### Tarefas a realizar
(1) Transcreva fielmente a passagem do texto sobre ética no atendimento por robôs, começando em "A evolução do" e terminando em "às suas solicitações.".
(2) Responda, com base no texto sobre ética no atendimento por robôs:
(a) Em qual evento ocorreu o painel mencionado?
(b) Que cargo Claudia Wharton ocupa na MAPFRE?
(c) O que as equipes diversificadas tornam os bots capazes de entender?

### Trecho selecionado
▽
A evolução do relacionamento com clientes impulsionada pela tecnologia é um fato inquestionável. Prova disso é o uso crescente da Inteligência Artificial, muitas vezes agregada a bots de texto ou de voz – que estão cada vez mais independentes e aptos a cumprir ao papel de interpretar a linguagem natural do usuário e fornecer respostas adequadas às suas solicitações.
Apesar disso, ainda é fundamental o papel do humano na programação desses robôs – o que, em muitos casos, pode torná-los enviesados e orientados a pontos de vista excludentes. Por isso, são muitas as empresas que, por exemplo, contam com equipes fortemente diversificadas, que abastecem o bot com diferentes visões de mundo, tornando-os capazes, por exemplo, de entender sotaques, expressões regionais e geracionais.
Independentemente de toda a evolução, essa questão ainda é – e deve ser – bastante debatida. Por isso, o painel “Os Limites da Ética e Transparência no Atendimento de Robôs ao Consumidor”, do evento A Era do Diálogo 2023, trouxe Luciano Timm, advogado e professor da Fundação Getúlio Vargas (FGV), para conversar com Claudia Wharton, diretora de Ouvidoria da MAPFRE e Rodrigo Santana dos Santos, coordenador-geral de normatização da Autoridade Nacional de Proteção de Dados (ANPD).
O lado “humano” dos bots
A velocidade da evolução das tecnologias também impacta diretamente o atendimento e a experiência do cliente. Os limites da ética e a transparência no atendimento de robôs ao consumidor tem estado cada vez mais no centro do debate. Mas de que forma é possível garantir que um bot seja democrático e respeitoso com todos os públicos?
Para Claudia Wharton, da MAPFRE, os bots precisam ser treinados para ter uma preocupação empática. “Empatia é um sentimento demasiadamente humano. Para minimizar o impacto das interações, é preciso pensar na curadoria dos robôs.”
△
### Informações extraídas
▽
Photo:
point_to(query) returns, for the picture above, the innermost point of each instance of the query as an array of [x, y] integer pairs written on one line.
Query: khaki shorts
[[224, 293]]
△
▽
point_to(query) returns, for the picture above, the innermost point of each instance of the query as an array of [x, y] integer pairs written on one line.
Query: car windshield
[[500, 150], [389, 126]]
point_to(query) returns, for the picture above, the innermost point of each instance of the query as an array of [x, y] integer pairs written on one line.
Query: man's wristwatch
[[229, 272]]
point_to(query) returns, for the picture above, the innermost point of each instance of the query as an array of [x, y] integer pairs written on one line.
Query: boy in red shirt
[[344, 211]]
△
### Soluções detalhadas
(1)
A evolução do relacionamento com clientes impulsionada pela tecnologia é um fato inquestionável. Prova disso é o uso crescente da Inteligência Artificial, muitas vezes agregada a bots de texto ou de voz – que estão cada vez mais independentes e aptos a cumprir ao papel de interpretar a linguagem natural do usuário e fornecer respostas adequadas às suas solicitações.

(2)
(a) A Era do Diálogo 2023.
(b) Diretora de Ouvidoria.
(c) Sotaques, expressões regionais e geracionais.